• **Reading passage**:
Function that builds an axis originating from the given GEOM vertex and being perpendicular to the XY plane.

Parameters:

vertex (Any) – The GEOM vertex being the origin point of the Z-axis.

Returns:

The GEOM edge being the Z-axis originating from the given vertex.

Return type:

Any

check_shape_expected_types(shape: Any, expected_types: List[ShapeType]) → None

Function that checks if the type of the given shape matches any of the expected types.

Parameters:

• shape (Any) – The shape object whose type is to be checked.

• expected_types (List[ShapeType]) – A list of expected shape types.

Raises:

RuntimeError – If the type of the shape is not in the list of expected types.

check_type_geo_consistency(type_geo: LayoutGeometryType, layout_type: LayoutType, symmetry_type: SymmetryType) → None

Function that checks if the given type of geometry is valid for the indicated type of layout and the type of symmetry.

Parameters:

• type_geo (LatticeGeometryType) – The type of geometry of the lattice.

• layout_type (LayoutType) – The type of layout.

• symmetry_type (SymmetryType) – The type of symmetry.

Raises:

RuntimeError – If the given layout type of geometry does not match with the indicated layout and symmetry types.

compute_point_by_reference(point: Any, ref_point: Any, new_ref_coords: Tuple[float, float, float]) → Tuple[float, float, float]

Function that calculates the new coordinates of the given vertex object so that it keeps the same relative vector (i.e., same distance and direction) from a reference point which is moved in another position. The coordinates of the reference point before and after its translation are provided.

Parameters:

• point (Any) – The vertex object whose new coordinates must be evaluated.

• ref_point (Any) – The reference vertex object the point is relative to.

• new_ref_coords (Tuple[float, float, float]) – The XYZ coordinates of the reference point after translation.

Returns:

The new coordinates of the given point so that it preserves its relative position with respect to its translated reference point.

Return type:

Tuple[float, float, float]

flatten_list(nested_list: List[Any]) → Generator[Any, Any, None]

Function that recursively flattens an arbitrarily nested structure of lists into a one-dimensional generator of elements.

This function performs a depth-first traversal over the given list of nested elements, yielding non-list elements in the order they are encountered. Nested lists are recursively expanded, while None values are skipped.

• **Things to do**:
1. Transcribe the function documentation between "Function that calculates" and "must be evaluated.", inclusive.
2. List every function name that appears in a signature line of the function documentation.

• **Stored rows**:
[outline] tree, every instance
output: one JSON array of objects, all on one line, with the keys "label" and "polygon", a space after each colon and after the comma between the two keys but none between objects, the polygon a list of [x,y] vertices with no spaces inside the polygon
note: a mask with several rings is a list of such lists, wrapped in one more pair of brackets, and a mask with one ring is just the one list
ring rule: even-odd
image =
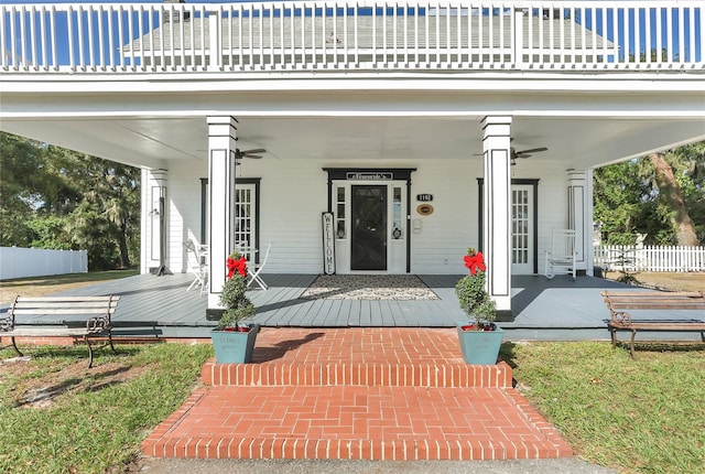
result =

• **The results**:
1.
Function that calculates the new coordinates of the given vertex object so that it keeps the same relative vector (i.e., same distance and direction) from a reference point which is moved in another position. The coordinates of the reference point before and after its translation are provided.

Parameters:

• point (Any) – The vertex object whose new coordinates must be evaluated.

2.
check_shape_expected_types
check_type_geo_consistency
compute_point_by_reference
flatten_list